- _Quoted passage_:
+ + +

[PR middle-end/78566] Fix uninit regressions caused by previous -Wmaybe-uninit change

Tue Nov 29 16:33:00 GMT 2016

This fixes the gcc.dg/uninit-pred-6* failures I seem to have caused on 
some non x86 platforms. Sorry for the delay.

The problem is that my fix for PR61409 had the logic backwards.  I was 
proving that all the uses of a PHI are invalidated by any one undefined 
PHI path, whereas what we want is to prove that EVERY uninitialized path 
is invalidated by some facor in the PHI use.

The attached patch fixes this without causing any regressions on x86-64 
Linux.  I also verified that at least on [arm-none-linux-gnueabihf
--with-cpu=cortex-a5 --with-fpu=vfpv3-d16-fp16], there are no 
gcc.dg/*uninit* regressions.

There is still one regression at large involving a double free in 
PR78548 which I will look at next/independently.

OK for trunk?

+ + +

- _What this exercise asks_:
1 - Revise the patch message about the uninit regressions, starting at "Tue Nov 29 16:33:00" and ending at "the PHI use.", and put "reversed" wherever "backwards" appears.
2 - Write what comes next in the patch message about the uninit regressions, picking up after its final line.
The records come from a source unrelated to the patch message about the uninit regressions.

- _Entries_:
+ + +

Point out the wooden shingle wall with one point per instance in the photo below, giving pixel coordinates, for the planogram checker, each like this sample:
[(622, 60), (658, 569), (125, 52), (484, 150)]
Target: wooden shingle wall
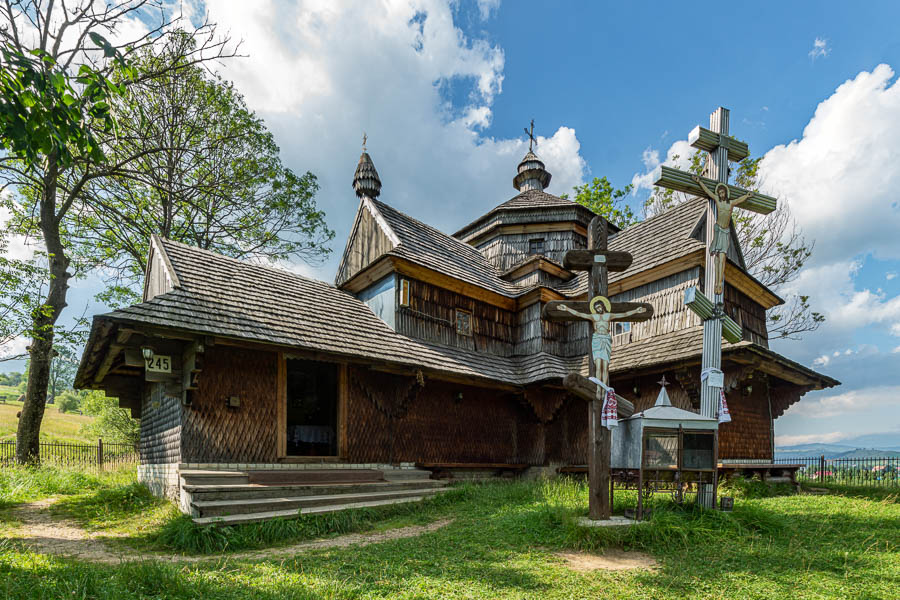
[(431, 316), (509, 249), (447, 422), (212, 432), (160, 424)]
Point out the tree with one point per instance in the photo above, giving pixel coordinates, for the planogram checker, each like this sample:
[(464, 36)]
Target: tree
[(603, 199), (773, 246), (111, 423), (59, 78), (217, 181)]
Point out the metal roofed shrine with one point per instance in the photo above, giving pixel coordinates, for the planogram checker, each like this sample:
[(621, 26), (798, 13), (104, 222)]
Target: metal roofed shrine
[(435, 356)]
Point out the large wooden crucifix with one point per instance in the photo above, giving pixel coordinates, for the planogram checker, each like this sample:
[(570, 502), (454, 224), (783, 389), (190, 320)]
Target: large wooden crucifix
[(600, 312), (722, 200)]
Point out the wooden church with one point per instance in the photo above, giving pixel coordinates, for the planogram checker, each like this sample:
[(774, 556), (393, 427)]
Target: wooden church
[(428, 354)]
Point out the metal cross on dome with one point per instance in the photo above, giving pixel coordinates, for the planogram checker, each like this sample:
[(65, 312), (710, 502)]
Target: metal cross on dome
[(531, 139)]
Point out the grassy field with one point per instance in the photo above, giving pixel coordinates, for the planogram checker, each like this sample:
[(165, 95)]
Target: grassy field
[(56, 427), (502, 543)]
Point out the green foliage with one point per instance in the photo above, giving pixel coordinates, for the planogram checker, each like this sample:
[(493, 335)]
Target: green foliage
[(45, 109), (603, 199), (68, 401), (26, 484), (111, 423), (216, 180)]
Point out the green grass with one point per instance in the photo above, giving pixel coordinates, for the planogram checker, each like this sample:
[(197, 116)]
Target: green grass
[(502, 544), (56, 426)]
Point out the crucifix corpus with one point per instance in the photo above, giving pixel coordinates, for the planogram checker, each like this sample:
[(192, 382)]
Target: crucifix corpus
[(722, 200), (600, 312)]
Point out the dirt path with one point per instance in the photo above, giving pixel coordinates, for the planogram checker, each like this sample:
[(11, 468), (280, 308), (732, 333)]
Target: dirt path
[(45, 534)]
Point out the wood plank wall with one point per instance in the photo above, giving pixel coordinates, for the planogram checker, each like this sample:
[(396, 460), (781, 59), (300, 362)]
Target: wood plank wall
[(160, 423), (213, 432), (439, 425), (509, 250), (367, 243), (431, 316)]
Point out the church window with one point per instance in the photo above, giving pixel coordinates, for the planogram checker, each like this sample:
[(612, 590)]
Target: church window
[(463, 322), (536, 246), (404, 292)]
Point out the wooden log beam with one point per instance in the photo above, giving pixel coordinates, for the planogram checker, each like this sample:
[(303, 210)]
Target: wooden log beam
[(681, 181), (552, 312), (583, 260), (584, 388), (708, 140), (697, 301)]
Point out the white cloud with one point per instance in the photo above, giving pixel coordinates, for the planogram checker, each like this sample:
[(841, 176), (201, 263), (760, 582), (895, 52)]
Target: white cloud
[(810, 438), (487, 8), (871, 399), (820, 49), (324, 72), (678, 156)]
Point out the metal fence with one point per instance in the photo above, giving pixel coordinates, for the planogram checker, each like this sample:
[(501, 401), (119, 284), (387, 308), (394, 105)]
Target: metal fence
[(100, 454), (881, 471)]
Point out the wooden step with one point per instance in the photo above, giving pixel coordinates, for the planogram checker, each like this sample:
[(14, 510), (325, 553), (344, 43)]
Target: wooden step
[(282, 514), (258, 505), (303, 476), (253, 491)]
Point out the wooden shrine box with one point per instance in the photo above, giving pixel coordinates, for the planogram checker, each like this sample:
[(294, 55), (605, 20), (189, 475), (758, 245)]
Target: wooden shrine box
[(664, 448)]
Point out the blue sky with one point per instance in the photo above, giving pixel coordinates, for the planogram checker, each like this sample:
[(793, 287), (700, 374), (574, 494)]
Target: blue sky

+ + +

- _The answers_:
1 -
Tue Nov 29 16:33:00 GMT 2016

This fixes the gcc.dg/uninit-pred-6* failures I seem to have caused on 
some non x86 platforms. Sorry for the delay.

The problem is that my fix for PR61409 had the logic reversed.  I was 
proving that all the uses of a PHI are invalidated by any one undefined 
PHI path, whereas what we want is to prove that EVERY uninitialized path 
is invalidated by some facor in the PHI use.

2 -
Aldy
-------------- next part --------------
commit 469f4c38a48bc284c268b40f5d5511f015844ea2
Author: Aldy Hernandez <aldyh@redhat.com>
Date:   Tue Nov 29 05:59:53 2016 -0500

            PR middle-end/78566
            * tree-ssa-uninit.c (can_one_predicate_be_invalidated_p): Change
            argument type to a pred_chain.
            (can_chain_union_be_invalidated_p): Use pred_chain instead of a
            worklist.
            (flatten_out_predicate_chains): Remove.
            (uninit_uses_cannot_happen): Rename from
            uninit_ops_invalidate_phi_use.
            Change logic so that we are checking that the PHI use will
            invalidate _ALL_ possibly uninitialized operands.
            (is_use_properly_guarded): Rename call to
            uninit_ops_invalidate_phi_use into uninit_uses_cannot_happen.

diff --git a/gcc/tree-ssa-uninit.c b/gcc/tree-ssa-uninit.c
index 4557403..a648995 100644
--- a/gcc/tree-ssa-uninit.c
+++ b/gcc/tree-ssa-uninit.c
@@ -2155,115 +2155,66 @@ normalize_preds (pred_chain_union preds, gimple *use_or_def, bool is_use)
 
 static bool
 can_one_predicate_be_invalidated_p (pred_info predicate,
-				    vec<pred_info *> worklist)
+				    pred_chain use_guard)
 {
-  for (size_t i = 0; i < worklist.length (); ++i)
+  for (size_t i = 0; i < use_guard.length (); ++i)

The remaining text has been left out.